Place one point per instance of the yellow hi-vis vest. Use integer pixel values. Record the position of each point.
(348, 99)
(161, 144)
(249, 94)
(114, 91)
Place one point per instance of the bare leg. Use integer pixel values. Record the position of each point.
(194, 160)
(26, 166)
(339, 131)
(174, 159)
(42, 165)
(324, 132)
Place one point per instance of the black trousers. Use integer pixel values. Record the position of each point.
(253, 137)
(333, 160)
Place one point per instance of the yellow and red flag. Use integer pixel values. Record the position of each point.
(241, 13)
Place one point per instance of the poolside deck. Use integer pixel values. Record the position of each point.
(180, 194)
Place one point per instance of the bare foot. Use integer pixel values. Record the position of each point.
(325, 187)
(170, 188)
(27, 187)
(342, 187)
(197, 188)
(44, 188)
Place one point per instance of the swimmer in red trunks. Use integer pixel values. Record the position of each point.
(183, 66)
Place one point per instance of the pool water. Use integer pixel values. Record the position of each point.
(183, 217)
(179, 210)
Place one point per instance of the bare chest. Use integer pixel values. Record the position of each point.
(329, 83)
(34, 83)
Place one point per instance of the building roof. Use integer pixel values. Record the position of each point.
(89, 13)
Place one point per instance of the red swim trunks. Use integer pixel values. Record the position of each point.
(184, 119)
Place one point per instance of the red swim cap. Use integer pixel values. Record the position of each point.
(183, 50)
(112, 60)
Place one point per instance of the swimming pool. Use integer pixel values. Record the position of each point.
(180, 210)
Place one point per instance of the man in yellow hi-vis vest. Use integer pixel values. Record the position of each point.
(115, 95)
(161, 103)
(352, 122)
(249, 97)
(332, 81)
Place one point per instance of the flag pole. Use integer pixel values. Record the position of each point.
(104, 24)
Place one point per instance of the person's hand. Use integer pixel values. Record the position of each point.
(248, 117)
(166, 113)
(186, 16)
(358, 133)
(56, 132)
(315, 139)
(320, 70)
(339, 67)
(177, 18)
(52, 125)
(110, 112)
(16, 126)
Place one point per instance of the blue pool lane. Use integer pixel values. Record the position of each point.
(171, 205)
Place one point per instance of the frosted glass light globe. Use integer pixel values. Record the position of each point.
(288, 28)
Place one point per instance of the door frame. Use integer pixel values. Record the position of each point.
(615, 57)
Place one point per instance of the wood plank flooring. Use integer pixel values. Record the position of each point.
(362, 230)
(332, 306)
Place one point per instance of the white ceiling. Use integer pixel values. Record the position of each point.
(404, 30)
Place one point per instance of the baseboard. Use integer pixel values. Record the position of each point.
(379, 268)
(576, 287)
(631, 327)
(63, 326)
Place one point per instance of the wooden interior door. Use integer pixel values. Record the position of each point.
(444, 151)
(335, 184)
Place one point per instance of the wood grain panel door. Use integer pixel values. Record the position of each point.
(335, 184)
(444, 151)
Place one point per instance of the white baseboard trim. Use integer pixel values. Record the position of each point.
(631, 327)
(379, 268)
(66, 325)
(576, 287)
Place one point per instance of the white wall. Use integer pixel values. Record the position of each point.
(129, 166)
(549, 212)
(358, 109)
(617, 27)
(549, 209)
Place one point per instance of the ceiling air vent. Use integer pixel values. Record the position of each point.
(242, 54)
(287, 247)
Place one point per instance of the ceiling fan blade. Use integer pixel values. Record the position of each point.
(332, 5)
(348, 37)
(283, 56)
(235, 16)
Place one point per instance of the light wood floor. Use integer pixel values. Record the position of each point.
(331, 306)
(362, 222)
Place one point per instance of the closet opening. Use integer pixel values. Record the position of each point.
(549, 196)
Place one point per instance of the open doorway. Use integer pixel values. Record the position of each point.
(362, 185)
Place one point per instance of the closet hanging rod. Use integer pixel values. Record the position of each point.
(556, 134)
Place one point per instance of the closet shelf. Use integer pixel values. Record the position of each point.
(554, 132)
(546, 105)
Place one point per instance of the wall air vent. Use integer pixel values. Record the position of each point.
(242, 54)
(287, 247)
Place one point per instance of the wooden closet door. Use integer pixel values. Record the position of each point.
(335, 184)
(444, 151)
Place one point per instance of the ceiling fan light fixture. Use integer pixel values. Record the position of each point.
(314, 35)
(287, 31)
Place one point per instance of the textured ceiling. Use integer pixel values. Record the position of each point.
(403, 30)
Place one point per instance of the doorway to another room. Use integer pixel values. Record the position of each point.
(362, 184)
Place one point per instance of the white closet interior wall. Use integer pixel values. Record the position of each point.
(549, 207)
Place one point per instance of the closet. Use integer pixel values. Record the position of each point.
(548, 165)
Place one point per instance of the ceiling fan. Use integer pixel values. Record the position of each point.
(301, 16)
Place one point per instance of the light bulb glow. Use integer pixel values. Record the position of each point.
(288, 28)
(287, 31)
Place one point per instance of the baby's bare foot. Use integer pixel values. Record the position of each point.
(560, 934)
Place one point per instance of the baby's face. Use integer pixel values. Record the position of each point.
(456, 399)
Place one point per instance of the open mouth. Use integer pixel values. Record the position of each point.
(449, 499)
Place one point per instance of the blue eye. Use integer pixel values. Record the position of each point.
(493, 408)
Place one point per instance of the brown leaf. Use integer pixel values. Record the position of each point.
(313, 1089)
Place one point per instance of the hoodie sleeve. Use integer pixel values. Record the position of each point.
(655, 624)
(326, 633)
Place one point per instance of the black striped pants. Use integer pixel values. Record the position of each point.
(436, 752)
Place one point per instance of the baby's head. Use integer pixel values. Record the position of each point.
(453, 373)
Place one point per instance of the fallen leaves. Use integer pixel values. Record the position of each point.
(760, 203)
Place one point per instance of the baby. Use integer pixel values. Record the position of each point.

■ ■ ■ ■

Requirement: Rewrite all of the material above as a numbered list, dropping any blank lines.

The solution:
1. Place one point per instance of the yellow hi-vis vest. Use integer pixel values. Record the position of each point.
2. (348, 99)
3. (161, 144)
4. (249, 94)
5. (114, 91)
6. Place one point per instance of the bare leg. Use integer pixel values. Record the position of each point.
7. (194, 160)
8. (26, 166)
9. (339, 131)
10. (174, 159)
11. (42, 165)
12. (324, 132)
13. Place one point per instance of the black trousers. Use integer pixel values. Record the position of each point.
14. (253, 137)
15. (333, 160)
16. Place one point per instance of the yellow and red flag. Use integer pixel values. Record the position of each point.
17. (241, 13)
18. Place one point per instance of the poolside deck. Use integer pixel values. Record the position of each point.
19. (180, 194)
20. Place one point per instance of the bare foot. Use integer pixel values. Record the position of each point.
21. (325, 187)
22. (170, 188)
23. (27, 187)
24. (342, 187)
25. (197, 188)
26. (44, 188)
27. Place one point per instance of the swimmer in red trunks. Use integer pixel values. Record the position of each point.
28. (183, 66)
29. Place one point per instance of the pool water. Use integer pixel values. Record the position of each point.
30. (183, 217)
31. (179, 210)
32. Place one point per instance of the bare chest. Use integer pixel values. Record the position of each point.
33. (329, 83)
34. (34, 83)
35. Place one point per instance of the building roof. Use integer pixel values. Record the position of each point.
36. (89, 13)
37. Place one point per instance of the red swim trunks. Use integer pixel values. Record the position of each point.
38. (184, 119)
39. Place one point per instance of the red swim cap. Use integer pixel values. Record the position of each point.
40. (183, 50)
41. (112, 60)
42. Place one point per instance of the swimming pool. Use integer pixel values. Record the position of each point.
43. (180, 210)
44. Place one point per instance of the man in yellow hi-vis vest. Use integer pixel values. Record the position of each point.
45. (115, 95)
46. (161, 103)
47. (352, 122)
48. (249, 97)
49. (332, 81)
50. Place one point per instance of the flag pole. Use integer pixel values. Record the position of each point.
51. (104, 24)
52. Place one point per instance of the person's hand. Use integer pixel values. Record the position of each point.
53. (248, 117)
54. (166, 113)
55. (186, 16)
56. (358, 133)
57. (56, 132)
58. (315, 139)
59. (320, 70)
60. (339, 67)
61. (177, 18)
62. (52, 125)
63. (110, 112)
64. (16, 126)
65. Place one point per instance of the blue pool lane. Use integer pixel values. Record the position of each point.
66. (171, 205)
67. Place one point per instance of the frosted glass light globe. Use integer pixel values. Record the position of each point.
68. (288, 28)
69. Place one point per instance of the door frame. Use integer pixel values. Record the position of each point.
70. (615, 57)
71. Place one point per instance of the wood plank flooring. Use integer pixel values. Record the position of each point.
72. (362, 230)
73. (332, 306)
74. Place one point per instance of the white ceiling. Use integer pixel values. Record the position of each point.
75. (404, 30)
76. Place one point per instance of the baseboard. Use integer pixel values. Record the position of each point.
77. (379, 268)
78. (576, 287)
79. (631, 327)
80. (63, 326)
81. Place one point per instance of the wooden interior door. Use integer pixel values. Record the position of each point.
82. (444, 151)
83. (335, 184)
84. Place one point per instance of the wood grain panel door. Use integer pixel values. Record the position of each point.
85. (335, 184)
86. (444, 151)
87. Place one point per instance of the white baseboard trim. Use integer pixel values. Record the position of each point.
88. (631, 327)
89. (379, 268)
90. (66, 325)
91. (576, 287)
92. Place one point per instance of the white wall. Use integer pixel values. Record the position of each point.
93. (129, 166)
94. (549, 212)
95. (358, 109)
96. (617, 27)
97. (549, 209)
98. Place one point per instance of the ceiling air vent. Use integer pixel values. Record the position of each point.
99. (242, 54)
100. (287, 247)
101. Place one point per instance of the ceiling fan blade. Use integer pixel values. Record the position of each point.
102. (332, 5)
103. (348, 37)
104. (283, 56)
105. (235, 16)
106. Place one point per instance of the light wood floor. Use integer pixel values. Record the position of each point.
107. (331, 306)
108. (362, 222)
109. Place one point per instance of the closet opening. Use integer pixel values. Record the position of each point.
110. (549, 196)
111. Place one point per instance of the open doorway. Use integer pixel values. Record the position of each point.
112. (362, 185)
113. Place one point per instance of the closet hanging rod. Use integer pixel values. Record the position of each point.
114. (556, 134)
115. Place one point per instance of the closet shelf. Use integer pixel values. Record the position of each point.
116. (554, 132)
117. (546, 105)
118. Place one point per instance of the wall air vent. Use integer pixel values. Record the position of each point.
119. (242, 54)
120. (287, 247)
121. Place one point per instance of the wooden closet door. Use integer pixel values. Record the position of each point.
122. (335, 184)
123. (444, 151)
124. Place one point per instance of the ceiling fan light fixture. Use integer pixel values. Record the position of each point.
125. (314, 35)
126. (287, 31)
127. Place one point per instance of the textured ceiling. Use integer pixel values. Record the position of each point.
128. (403, 30)
129. Place one point per instance of the doorway to another room. Use integer pixel values. Record the position of each point.
130. (362, 184)
131. Place one point per instance of the white closet interior wall. Use integer pixel values. Record the position of each point.
132. (549, 207)
133. Place one point per instance of the closet. Use integer pixel values. Record the position of each point.
134. (548, 165)
135. Place one point per instance of the ceiling fan. Use integer pixel values. Record the position of each point.
136. (301, 16)
137. Place one point per instance of the light bulb glow. Use integer pixel values. Record the position of each point.
138. (288, 28)
139. (287, 31)
140. Place one point per instance of the baby's bare foot. Use integer pixel values. Record the position of each point.
141. (560, 934)
142. Place one point per instance of the baby's face. Use integer pixel values. Record the position of each point.
143. (456, 399)
144. Place one point per instance of the open mouth. Use integer pixel values. Record the position of each point.
145. (449, 499)
146. Place one point per instance of the blue eye. Use integer pixel values. Record the position of each point.
147. (493, 408)
148. Place one point per instance of the brown leaf. Use integer pixel values. Record the position of each point.
149. (313, 1089)
150. Place one point per instance of the hoodie sleeve. Use integer pixel values. Record the position of each point.
151. (655, 624)
152. (326, 633)
153. Place one point per instance of the black striped pants. Use integer pixel values. Record the position of each point.
154. (436, 752)
155. Place one point per instance of the baby's head. Use integer pixel values. Record the position of each point.
156. (453, 373)
157. Place one point per instance of the fallen leaves. Use integer pixel values. Record the position of each point.
158. (760, 203)
159. Place one point per instance of the baby. Use integer pixel values. Record the position of each point.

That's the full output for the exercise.